**Required work**
The lines to retype are the one with "Drop one point on every instance of the man's ear" and all that follow it to the end of the entries below; copy them exactly and nothing else.

**Records for this task**
..............................

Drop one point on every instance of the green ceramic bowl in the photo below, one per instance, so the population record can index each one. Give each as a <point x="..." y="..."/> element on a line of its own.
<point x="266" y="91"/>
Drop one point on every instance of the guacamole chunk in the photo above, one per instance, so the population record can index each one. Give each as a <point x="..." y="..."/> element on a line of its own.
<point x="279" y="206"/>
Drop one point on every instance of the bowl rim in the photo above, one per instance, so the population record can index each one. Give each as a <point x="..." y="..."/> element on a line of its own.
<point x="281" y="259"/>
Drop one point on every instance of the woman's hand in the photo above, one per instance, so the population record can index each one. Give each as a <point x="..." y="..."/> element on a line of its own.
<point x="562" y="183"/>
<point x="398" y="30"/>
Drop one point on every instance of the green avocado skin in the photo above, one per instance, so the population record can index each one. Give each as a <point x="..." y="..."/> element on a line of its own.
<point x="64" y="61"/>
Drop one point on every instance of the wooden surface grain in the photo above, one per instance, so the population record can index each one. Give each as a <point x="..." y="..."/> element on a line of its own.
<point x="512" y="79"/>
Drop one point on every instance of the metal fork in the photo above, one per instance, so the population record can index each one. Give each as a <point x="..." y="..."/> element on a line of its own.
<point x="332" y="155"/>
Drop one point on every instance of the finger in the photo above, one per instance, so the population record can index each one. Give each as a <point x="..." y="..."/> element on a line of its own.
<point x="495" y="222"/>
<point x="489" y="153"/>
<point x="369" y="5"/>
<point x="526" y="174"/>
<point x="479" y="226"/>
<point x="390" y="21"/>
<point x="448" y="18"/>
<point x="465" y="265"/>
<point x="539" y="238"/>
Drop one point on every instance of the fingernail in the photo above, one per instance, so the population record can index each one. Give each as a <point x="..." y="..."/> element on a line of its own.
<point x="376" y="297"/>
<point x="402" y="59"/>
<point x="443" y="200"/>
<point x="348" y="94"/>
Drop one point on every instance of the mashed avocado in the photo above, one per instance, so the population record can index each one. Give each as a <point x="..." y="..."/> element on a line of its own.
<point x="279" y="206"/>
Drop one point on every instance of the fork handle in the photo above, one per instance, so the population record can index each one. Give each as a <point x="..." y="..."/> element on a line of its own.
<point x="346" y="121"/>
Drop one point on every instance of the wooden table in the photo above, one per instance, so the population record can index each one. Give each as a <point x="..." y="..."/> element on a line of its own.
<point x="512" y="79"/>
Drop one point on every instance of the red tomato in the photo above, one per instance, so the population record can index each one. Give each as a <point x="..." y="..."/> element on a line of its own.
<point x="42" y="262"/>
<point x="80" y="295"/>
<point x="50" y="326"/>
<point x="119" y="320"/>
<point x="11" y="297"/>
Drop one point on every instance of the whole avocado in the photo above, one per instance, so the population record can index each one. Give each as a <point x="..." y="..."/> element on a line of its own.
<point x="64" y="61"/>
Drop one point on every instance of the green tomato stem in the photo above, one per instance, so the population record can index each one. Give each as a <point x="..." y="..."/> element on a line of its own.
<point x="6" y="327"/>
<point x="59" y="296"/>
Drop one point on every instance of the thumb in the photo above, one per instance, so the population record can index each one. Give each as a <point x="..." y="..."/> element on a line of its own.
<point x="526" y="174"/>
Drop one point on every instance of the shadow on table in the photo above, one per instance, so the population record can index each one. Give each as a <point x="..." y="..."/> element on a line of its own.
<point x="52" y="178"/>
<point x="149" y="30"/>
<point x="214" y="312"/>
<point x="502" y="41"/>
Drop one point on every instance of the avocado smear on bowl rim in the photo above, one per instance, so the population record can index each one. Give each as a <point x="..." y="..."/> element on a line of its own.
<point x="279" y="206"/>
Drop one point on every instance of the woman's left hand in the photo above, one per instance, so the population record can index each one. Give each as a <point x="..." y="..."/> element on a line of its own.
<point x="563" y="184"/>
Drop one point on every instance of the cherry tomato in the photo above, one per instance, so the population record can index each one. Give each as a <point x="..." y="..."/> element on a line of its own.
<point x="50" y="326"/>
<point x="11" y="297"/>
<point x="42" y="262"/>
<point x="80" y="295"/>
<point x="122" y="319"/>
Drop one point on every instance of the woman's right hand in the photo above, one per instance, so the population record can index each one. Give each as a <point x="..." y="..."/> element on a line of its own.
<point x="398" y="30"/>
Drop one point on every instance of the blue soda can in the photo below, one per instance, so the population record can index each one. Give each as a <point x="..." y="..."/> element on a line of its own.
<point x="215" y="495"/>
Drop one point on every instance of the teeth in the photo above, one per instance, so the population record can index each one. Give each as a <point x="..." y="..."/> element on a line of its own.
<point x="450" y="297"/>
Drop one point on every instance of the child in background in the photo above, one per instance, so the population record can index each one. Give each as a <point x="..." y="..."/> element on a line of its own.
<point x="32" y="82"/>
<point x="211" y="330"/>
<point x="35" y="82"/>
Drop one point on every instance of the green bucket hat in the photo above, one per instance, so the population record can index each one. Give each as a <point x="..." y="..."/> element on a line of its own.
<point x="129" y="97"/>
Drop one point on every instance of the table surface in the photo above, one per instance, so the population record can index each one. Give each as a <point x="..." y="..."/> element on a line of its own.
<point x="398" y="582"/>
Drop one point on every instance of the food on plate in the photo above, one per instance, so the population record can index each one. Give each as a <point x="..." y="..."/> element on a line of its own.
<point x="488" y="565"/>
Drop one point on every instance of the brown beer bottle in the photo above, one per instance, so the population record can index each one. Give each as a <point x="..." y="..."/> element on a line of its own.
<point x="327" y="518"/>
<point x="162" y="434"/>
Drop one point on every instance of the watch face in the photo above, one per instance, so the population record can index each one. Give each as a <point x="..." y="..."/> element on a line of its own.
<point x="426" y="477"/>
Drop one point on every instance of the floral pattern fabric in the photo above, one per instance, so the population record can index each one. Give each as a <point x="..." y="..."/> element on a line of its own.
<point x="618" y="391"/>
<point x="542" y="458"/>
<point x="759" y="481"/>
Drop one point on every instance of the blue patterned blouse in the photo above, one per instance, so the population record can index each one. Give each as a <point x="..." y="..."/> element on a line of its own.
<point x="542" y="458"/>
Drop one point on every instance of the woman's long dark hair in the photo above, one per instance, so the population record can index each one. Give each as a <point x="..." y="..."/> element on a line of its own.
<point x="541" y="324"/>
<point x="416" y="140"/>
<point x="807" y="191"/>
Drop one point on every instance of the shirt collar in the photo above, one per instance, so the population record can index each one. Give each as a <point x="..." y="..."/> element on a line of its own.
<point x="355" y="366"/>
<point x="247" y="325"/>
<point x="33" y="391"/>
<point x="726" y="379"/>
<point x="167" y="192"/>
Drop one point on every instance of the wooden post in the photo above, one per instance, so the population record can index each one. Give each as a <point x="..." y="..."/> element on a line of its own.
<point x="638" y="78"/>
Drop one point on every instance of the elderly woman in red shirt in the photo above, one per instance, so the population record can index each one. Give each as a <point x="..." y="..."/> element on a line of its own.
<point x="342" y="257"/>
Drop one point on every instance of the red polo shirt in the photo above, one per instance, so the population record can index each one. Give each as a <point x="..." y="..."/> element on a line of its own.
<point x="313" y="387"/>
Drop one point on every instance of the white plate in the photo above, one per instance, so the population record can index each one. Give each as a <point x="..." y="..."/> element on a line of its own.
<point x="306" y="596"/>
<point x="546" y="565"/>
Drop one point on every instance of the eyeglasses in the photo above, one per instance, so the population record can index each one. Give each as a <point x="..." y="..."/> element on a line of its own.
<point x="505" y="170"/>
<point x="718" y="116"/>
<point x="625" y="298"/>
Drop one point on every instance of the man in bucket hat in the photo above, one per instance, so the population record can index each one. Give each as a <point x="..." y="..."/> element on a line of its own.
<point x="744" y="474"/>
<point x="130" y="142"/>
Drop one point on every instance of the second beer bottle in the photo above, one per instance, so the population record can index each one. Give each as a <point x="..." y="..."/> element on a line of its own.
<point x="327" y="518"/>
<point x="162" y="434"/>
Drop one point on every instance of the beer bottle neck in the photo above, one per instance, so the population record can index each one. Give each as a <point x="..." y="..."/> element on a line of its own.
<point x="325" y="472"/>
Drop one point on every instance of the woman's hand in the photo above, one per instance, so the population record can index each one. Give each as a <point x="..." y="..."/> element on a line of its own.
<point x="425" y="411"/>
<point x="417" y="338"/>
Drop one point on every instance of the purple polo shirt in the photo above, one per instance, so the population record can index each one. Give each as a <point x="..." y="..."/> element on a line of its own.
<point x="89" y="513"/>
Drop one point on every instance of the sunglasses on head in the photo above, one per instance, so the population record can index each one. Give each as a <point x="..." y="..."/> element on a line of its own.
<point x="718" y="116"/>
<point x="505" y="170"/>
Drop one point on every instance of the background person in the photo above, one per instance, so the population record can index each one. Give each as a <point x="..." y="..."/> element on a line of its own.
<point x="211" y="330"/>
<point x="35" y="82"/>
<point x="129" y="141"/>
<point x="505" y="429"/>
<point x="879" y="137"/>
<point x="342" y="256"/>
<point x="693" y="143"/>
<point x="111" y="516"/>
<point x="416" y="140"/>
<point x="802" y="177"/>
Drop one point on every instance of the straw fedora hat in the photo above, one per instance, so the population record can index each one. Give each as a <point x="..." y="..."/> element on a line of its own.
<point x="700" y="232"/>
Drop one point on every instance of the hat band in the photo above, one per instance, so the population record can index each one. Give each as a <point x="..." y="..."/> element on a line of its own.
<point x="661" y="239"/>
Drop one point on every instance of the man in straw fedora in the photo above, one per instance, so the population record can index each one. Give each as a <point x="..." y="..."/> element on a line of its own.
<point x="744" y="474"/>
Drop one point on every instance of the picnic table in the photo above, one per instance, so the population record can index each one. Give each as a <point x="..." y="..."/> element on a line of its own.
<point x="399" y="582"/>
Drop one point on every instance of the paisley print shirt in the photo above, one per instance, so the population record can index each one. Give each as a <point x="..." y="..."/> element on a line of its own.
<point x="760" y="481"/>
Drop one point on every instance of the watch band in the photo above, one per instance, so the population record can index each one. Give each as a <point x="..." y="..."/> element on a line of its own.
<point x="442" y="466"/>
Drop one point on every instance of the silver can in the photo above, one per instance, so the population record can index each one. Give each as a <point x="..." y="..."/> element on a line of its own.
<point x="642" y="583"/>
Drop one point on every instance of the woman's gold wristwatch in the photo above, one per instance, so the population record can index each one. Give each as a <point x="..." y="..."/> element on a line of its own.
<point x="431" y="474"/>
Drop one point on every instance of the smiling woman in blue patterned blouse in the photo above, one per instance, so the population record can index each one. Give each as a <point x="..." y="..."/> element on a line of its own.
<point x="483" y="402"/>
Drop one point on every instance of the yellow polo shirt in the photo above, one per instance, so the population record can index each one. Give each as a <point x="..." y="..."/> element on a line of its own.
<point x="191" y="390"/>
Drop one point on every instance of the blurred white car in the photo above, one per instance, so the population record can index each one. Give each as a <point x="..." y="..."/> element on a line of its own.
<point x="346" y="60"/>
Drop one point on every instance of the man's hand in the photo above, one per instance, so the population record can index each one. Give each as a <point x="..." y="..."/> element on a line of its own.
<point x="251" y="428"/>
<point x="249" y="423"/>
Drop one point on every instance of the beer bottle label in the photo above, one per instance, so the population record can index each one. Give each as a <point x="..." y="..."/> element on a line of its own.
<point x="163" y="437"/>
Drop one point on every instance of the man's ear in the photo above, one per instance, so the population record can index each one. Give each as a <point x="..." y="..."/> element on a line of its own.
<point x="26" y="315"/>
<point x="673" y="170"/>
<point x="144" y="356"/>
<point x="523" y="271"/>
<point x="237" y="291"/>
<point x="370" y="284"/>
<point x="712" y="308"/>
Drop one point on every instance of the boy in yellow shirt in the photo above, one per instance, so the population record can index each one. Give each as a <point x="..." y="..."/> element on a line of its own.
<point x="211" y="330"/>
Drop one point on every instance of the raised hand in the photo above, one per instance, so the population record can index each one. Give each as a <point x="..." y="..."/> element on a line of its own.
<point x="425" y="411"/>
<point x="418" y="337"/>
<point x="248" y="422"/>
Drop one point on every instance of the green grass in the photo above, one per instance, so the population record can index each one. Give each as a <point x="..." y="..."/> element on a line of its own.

..............................

**Result for this exercise**
Drop one point on every instance of the man's ear in the photo above, one per instance, so the population record can index each one. Give each as a <point x="..." y="..."/> element on a line of its own.
<point x="26" y="315"/>
<point x="673" y="170"/>
<point x="144" y="356"/>
<point x="523" y="271"/>
<point x="237" y="291"/>
<point x="370" y="284"/>
<point x="712" y="308"/>
Drop one point on every instance of the boy in yellow shirt in the photo above, one per instance, so the population record can index each one. Give each as a <point x="..." y="..."/> element on a line of its own.
<point x="211" y="330"/>
Drop one point on every instance of the raised hand in the photo above, one per instance, so the population record can index each one. Give each as a <point x="..." y="..."/> element on a line of its own.
<point x="425" y="411"/>
<point x="418" y="337"/>
<point x="248" y="422"/>
Drop one point on every instance of the green grass in the photo above, one per instance, so the population record can index each one. Give each as a <point x="..." y="..."/> element on a line of its own.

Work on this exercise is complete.